Entries for pointing at named objects:
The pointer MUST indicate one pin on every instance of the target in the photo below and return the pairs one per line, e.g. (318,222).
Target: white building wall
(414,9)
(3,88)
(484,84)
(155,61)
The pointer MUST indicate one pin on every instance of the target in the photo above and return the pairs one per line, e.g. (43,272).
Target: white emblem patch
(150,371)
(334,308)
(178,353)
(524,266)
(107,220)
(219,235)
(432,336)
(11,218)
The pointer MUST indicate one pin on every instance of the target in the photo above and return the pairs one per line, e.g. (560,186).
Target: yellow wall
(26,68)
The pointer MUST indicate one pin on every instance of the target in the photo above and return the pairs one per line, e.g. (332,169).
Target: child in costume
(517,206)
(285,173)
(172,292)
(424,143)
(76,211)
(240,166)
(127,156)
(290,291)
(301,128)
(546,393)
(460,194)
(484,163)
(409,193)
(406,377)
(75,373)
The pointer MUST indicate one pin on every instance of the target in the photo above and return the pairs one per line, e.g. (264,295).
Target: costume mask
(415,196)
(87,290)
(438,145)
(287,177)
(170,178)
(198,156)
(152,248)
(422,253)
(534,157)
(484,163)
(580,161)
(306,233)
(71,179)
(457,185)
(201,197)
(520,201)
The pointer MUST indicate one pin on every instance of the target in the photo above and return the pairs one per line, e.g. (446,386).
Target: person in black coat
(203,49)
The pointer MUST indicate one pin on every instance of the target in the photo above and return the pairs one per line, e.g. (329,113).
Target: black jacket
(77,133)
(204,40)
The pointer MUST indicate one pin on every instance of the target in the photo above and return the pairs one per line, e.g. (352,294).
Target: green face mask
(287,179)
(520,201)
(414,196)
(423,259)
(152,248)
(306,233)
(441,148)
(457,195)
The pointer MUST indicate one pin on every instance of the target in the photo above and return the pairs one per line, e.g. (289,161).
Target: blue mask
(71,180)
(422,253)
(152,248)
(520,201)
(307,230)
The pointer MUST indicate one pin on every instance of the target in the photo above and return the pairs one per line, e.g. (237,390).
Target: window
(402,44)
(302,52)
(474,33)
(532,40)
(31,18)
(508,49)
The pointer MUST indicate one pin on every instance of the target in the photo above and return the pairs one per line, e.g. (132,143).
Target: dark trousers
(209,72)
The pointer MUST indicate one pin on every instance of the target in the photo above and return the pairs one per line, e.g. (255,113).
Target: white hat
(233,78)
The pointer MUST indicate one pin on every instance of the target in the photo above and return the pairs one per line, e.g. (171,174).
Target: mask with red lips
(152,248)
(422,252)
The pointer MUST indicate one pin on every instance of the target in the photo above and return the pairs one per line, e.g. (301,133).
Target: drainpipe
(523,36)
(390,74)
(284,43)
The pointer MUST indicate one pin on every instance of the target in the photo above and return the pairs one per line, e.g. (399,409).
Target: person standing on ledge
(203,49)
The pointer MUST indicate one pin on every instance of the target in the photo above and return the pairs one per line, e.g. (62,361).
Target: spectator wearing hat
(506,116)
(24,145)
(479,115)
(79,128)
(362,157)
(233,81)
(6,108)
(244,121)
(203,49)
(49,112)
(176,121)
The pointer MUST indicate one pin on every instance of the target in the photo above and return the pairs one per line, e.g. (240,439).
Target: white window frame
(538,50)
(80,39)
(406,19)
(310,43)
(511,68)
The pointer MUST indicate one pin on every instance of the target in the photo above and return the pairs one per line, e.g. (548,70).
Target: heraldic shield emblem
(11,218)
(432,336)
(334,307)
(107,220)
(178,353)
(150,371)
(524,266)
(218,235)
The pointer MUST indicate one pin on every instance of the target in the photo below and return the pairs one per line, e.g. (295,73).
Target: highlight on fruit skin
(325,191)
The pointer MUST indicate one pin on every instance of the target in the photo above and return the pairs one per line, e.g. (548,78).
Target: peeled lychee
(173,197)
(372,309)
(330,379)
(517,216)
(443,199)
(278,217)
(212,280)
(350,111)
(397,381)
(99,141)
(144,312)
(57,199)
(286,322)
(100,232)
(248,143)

Your goal: Copy out, unchanged, everything in the material from the line containing "line, e.g. (62,361)." down to the last line of the material, including both of those lines.

Worked solution:
The pointer MUST indicate one pin on every instance of the target in the photo above and return the pairs one per line, e.g. (62,361).
Target: spectator wearing hat
(506,116)
(24,145)
(479,115)
(79,128)
(362,157)
(233,81)
(6,108)
(244,121)
(203,49)
(49,112)
(176,121)
The pointer MUST indicate one pin on every instance of the target in the photo above and return the pairs one per line, e.g. (240,439).
Target: white window frame
(538,50)
(80,39)
(406,19)
(310,43)
(511,68)
The pointer MUST indicate one pin on every instance of the target in the photo above and return the pairs one per line, e.g. (548,70).
Target: heraldic shield emblem
(11,218)
(432,336)
(334,307)
(107,220)
(178,353)
(150,371)
(524,266)
(218,235)
The pointer MUST indicate one pin on every instance of the target in the photo below and return the pairs one per line, e.g. (295,73).
Target: highlight on fruit skin
(325,191)
The pointer MUST indicate one pin on every instance of the target in the photo above and return the pairs one per line, e.g. (548,78).
Target: peeled lychee
(173,197)
(372,309)
(330,379)
(517,216)
(443,199)
(278,217)
(212,280)
(350,111)
(397,381)
(99,141)
(144,312)
(57,199)
(286,322)
(100,232)
(248,143)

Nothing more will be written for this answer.